Entries from a point annotation set
>> START

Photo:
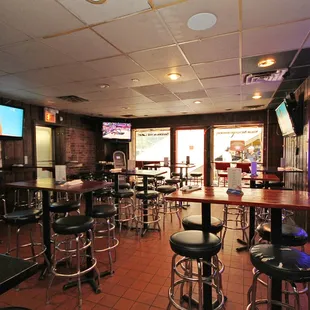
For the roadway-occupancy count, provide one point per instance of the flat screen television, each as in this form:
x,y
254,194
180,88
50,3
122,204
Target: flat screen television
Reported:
x,y
116,131
284,119
11,122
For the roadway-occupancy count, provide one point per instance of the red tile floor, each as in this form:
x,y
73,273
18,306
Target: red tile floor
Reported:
x,y
142,275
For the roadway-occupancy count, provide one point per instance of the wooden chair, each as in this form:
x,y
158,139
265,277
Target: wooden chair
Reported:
x,y
221,168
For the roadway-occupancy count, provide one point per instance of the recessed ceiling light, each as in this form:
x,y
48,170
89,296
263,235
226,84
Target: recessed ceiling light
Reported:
x,y
174,76
96,1
266,62
201,21
257,96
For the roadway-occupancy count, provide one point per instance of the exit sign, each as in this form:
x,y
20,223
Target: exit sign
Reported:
x,y
50,115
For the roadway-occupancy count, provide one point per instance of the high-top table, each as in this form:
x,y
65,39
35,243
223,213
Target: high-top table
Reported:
x,y
264,198
48,185
13,271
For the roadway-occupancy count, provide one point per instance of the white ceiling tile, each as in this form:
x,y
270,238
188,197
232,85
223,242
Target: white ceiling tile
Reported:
x,y
176,18
192,94
163,98
165,57
186,72
37,18
223,91
147,28
127,80
204,102
218,68
232,80
111,94
212,49
92,13
178,87
152,90
280,38
82,45
77,71
226,99
12,64
115,66
10,35
265,12
42,77
37,55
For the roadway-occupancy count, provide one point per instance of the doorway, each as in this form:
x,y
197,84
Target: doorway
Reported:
x,y
44,151
190,142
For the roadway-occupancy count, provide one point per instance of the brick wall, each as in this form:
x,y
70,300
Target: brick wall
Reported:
x,y
81,147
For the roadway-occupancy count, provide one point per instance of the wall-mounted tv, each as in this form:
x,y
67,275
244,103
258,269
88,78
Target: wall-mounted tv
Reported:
x,y
116,131
11,122
284,119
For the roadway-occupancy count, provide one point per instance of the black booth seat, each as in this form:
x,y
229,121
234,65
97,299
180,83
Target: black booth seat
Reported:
x,y
284,263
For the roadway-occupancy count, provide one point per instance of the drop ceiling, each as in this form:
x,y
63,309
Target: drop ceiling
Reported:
x,y
53,48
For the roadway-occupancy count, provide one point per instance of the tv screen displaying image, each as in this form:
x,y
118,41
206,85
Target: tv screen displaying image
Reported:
x,y
11,122
284,120
117,131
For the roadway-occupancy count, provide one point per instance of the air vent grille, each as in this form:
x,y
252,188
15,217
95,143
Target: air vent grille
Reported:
x,y
253,107
269,76
72,98
128,115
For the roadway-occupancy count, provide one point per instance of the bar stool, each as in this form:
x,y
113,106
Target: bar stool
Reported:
x,y
77,226
283,263
125,207
64,207
104,216
292,236
147,213
195,247
239,214
194,222
168,207
19,219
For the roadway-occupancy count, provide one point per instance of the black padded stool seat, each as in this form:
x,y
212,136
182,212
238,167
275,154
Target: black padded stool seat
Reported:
x,y
166,189
291,235
196,174
123,193
172,181
148,195
195,244
104,192
194,222
139,187
104,211
73,225
23,217
124,186
280,262
64,206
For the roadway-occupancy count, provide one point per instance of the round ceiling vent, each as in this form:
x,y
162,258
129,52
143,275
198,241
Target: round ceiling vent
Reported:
x,y
202,21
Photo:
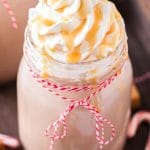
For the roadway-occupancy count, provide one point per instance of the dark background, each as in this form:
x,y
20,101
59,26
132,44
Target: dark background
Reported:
x,y
137,17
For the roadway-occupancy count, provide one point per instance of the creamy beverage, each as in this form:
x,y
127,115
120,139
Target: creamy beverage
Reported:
x,y
74,43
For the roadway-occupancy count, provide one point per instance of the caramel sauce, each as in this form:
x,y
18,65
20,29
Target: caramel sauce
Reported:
x,y
70,36
74,56
82,11
92,34
44,21
63,7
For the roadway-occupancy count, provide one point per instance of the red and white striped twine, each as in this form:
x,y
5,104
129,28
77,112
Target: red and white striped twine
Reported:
x,y
100,121
10,13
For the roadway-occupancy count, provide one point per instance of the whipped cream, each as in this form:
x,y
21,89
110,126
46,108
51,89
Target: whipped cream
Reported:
x,y
75,31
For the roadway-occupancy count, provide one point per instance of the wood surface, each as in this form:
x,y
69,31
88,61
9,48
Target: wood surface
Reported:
x,y
138,29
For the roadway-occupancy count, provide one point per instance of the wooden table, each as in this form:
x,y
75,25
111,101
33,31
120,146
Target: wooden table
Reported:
x,y
139,50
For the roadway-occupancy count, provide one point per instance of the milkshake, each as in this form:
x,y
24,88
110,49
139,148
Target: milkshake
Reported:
x,y
74,44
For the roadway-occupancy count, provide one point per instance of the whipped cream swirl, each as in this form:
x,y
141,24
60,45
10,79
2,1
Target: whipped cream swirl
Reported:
x,y
75,31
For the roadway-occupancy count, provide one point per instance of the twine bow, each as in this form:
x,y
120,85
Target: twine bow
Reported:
x,y
100,121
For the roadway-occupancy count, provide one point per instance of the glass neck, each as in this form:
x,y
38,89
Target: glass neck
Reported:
x,y
80,73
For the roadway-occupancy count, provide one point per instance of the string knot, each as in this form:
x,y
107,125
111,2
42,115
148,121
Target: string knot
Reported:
x,y
58,130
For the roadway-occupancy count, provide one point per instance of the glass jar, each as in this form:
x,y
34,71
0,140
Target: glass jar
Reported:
x,y
38,107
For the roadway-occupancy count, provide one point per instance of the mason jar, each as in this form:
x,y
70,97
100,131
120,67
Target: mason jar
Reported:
x,y
40,105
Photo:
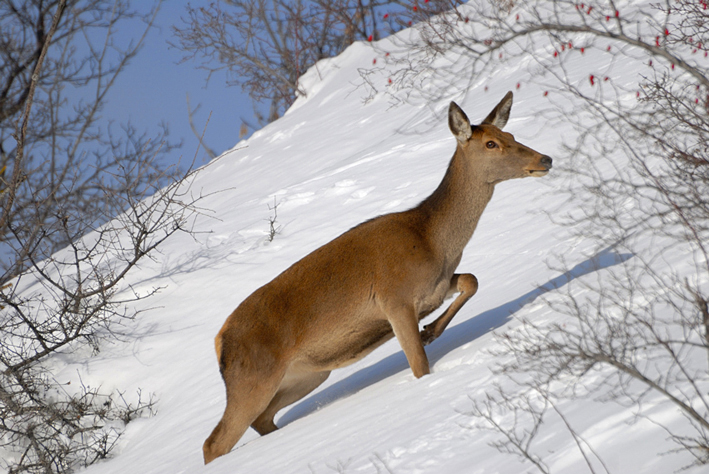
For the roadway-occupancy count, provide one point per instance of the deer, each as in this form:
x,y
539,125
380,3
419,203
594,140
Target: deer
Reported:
x,y
374,282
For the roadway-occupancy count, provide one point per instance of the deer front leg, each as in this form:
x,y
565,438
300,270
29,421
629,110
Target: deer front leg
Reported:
x,y
464,283
404,322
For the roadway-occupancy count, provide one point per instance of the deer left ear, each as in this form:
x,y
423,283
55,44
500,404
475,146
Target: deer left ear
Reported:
x,y
501,113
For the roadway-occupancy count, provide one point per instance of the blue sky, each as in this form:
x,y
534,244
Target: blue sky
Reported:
x,y
154,86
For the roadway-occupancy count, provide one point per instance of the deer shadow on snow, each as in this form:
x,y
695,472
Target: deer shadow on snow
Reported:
x,y
451,339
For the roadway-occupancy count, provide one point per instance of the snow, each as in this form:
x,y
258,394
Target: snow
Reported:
x,y
334,160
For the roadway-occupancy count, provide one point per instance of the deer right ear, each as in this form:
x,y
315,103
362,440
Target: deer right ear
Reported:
x,y
459,123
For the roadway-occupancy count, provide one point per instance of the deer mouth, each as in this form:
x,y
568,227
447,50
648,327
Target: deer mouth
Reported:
x,y
538,173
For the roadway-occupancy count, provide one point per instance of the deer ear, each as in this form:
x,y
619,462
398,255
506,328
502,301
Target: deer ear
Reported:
x,y
501,113
459,123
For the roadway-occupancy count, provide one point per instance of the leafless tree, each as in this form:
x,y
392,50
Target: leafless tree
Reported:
x,y
639,161
80,207
266,45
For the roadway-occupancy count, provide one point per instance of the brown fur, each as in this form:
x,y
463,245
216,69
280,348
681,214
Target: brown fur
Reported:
x,y
373,282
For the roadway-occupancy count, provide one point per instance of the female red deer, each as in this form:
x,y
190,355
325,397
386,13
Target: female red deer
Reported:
x,y
375,281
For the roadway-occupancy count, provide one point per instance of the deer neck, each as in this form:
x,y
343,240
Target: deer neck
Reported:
x,y
453,210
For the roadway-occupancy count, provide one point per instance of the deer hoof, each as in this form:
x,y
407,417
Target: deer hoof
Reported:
x,y
428,335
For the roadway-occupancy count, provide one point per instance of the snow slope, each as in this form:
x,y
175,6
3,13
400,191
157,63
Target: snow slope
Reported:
x,y
333,161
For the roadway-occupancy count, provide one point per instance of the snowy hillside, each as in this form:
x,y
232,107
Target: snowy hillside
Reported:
x,y
334,160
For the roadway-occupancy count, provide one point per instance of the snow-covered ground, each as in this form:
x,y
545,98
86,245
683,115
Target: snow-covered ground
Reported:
x,y
331,162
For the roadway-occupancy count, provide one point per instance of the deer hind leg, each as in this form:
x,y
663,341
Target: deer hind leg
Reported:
x,y
248,395
404,322
464,283
296,384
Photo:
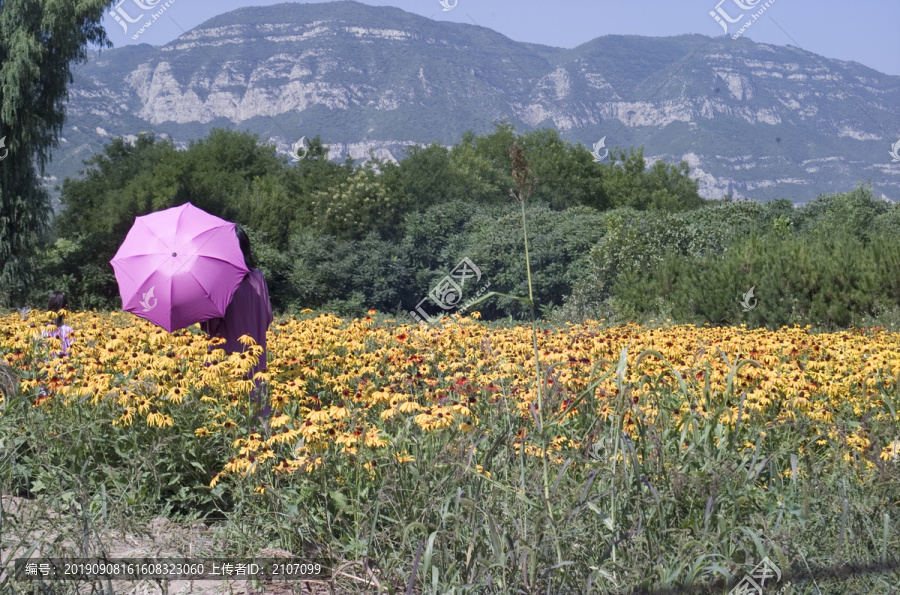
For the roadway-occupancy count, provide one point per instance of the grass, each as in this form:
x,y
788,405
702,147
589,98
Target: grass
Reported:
x,y
635,499
469,457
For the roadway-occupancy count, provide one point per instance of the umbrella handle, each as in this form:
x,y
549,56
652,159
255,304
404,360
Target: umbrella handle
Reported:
x,y
212,326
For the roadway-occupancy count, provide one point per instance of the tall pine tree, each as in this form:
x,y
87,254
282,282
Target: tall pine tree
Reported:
x,y
39,42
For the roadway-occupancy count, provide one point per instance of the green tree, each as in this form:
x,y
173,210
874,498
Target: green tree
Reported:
x,y
854,212
39,41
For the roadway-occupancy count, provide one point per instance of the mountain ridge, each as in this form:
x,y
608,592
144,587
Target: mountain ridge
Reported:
x,y
770,121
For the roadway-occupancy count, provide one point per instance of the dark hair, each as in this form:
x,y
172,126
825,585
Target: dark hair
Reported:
x,y
244,241
58,302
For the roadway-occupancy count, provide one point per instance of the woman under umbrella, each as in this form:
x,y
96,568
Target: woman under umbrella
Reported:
x,y
248,313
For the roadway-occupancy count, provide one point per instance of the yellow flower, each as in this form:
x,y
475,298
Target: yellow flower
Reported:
x,y
373,440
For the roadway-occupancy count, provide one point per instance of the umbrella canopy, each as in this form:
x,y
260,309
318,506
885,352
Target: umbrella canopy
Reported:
x,y
179,266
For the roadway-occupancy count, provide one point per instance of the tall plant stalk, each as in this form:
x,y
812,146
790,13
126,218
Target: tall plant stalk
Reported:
x,y
525,182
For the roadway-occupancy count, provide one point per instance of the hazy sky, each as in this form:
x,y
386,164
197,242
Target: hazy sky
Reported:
x,y
867,32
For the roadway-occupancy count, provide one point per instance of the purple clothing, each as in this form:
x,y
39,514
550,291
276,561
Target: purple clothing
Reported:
x,y
249,313
64,334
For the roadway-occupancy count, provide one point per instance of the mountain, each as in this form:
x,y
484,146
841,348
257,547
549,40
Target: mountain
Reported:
x,y
768,121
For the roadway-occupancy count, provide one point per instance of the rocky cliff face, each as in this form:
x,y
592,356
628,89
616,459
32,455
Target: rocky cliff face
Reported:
x,y
771,121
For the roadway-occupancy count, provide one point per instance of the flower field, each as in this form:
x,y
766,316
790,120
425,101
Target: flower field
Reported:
x,y
650,457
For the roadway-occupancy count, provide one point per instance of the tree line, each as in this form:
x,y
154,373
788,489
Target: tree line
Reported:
x,y
614,240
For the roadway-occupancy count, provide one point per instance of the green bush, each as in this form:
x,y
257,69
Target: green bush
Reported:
x,y
827,280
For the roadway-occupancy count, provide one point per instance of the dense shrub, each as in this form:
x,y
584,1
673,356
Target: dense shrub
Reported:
x,y
828,280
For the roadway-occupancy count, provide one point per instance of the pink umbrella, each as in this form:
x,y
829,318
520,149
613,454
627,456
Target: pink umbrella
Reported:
x,y
179,266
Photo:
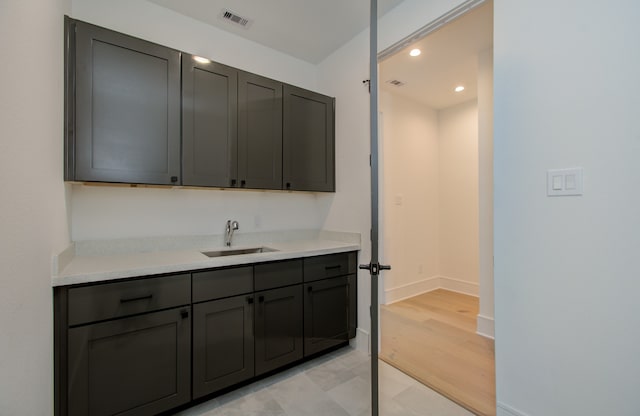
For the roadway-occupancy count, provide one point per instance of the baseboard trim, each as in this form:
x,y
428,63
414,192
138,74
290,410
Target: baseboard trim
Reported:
x,y
412,289
460,286
506,410
419,287
485,327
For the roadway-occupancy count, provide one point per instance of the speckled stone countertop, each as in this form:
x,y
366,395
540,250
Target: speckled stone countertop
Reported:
x,y
102,260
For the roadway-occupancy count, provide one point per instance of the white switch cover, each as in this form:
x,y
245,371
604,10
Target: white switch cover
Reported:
x,y
564,182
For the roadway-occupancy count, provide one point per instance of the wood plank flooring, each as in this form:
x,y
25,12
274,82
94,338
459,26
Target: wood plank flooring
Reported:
x,y
432,337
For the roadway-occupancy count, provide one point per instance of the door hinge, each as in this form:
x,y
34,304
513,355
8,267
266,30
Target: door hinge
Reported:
x,y
374,268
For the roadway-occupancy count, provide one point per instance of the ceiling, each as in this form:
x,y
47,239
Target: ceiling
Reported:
x,y
449,58
307,29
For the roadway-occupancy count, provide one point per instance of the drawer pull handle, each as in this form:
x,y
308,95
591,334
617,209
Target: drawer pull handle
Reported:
x,y
146,297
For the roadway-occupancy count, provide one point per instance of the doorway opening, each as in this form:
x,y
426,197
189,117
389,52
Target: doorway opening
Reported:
x,y
436,196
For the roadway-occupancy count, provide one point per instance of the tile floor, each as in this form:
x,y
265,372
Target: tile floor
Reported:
x,y
336,384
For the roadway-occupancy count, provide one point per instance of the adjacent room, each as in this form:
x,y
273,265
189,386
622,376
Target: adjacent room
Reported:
x,y
436,127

>> END

◆ Exercise ◆
Look above for the line that holds "of the speckled", then copy it and each line after it exactly, through the last line of the data.

◆ Correct answer ◆
For the roadway-occupancy count, provide one point per instance of the speckled stone countertop, each as in this form:
x,y
366,395
540,250
Target: speckled stone countertop
Reported:
x,y
102,260
For the roadway-occupancy count, provide one point per instance of the white switch cover, each as in this form:
x,y
245,371
604,10
Target: white switch cover
Reported:
x,y
564,182
For the roadway-occupancy count, provide one point per instance of the wood plank flooring, each as in this form:
x,y
25,12
274,82
94,338
459,26
Target: wood plank flooring
Reported:
x,y
432,337
For the roadway-occupancy count, provide one point per instance of the door hinge, each as in this form:
x,y
34,304
513,355
8,267
266,30
Target: door hinge
Reported:
x,y
374,268
For the roadway-occupancy count, provide one point per instance of the ceiling, each as in this form:
x,y
47,239
Target: ceiling
Reported:
x,y
449,58
307,29
For the roadway-occupancy count, provide one point per instance of the drawer pull handle, each as in this form:
x,y
308,95
591,334
617,209
Target: drawer pull handle
Reported:
x,y
146,297
For the roadway-occupancy count, provide one point per instance of the doorway opening, each as in this form:
x,y
426,197
189,117
389,52
Target: doorway opening
Reported:
x,y
436,196
For the roadway-occupancy count, provide one point per instance of the tile floor, each as in this form:
x,y
265,372
Target: tile floor
Reported:
x,y
336,384
For the roadway-occupancy count, provide one point per instance of the adjacent room, each as in this form:
x,y
273,265
189,386
622,376
Target: adjacent room
Reported:
x,y
436,127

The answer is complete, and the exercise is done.